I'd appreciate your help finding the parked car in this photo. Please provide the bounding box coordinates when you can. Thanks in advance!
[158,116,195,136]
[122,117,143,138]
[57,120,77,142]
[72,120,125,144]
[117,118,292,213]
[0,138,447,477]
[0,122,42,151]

········

- WHAT THE TASK REQUIRES -
Quote the records above word for word, changing nothing.

- FULL ANSWER -
I'd appreciate your help finding the parked car in this photo. Please provide the bounding box coordinates when you can. Thanks in advance!
[158,116,195,136]
[122,117,143,138]
[57,120,77,142]
[72,120,125,144]
[117,118,292,213]
[0,138,447,477]
[0,122,42,151]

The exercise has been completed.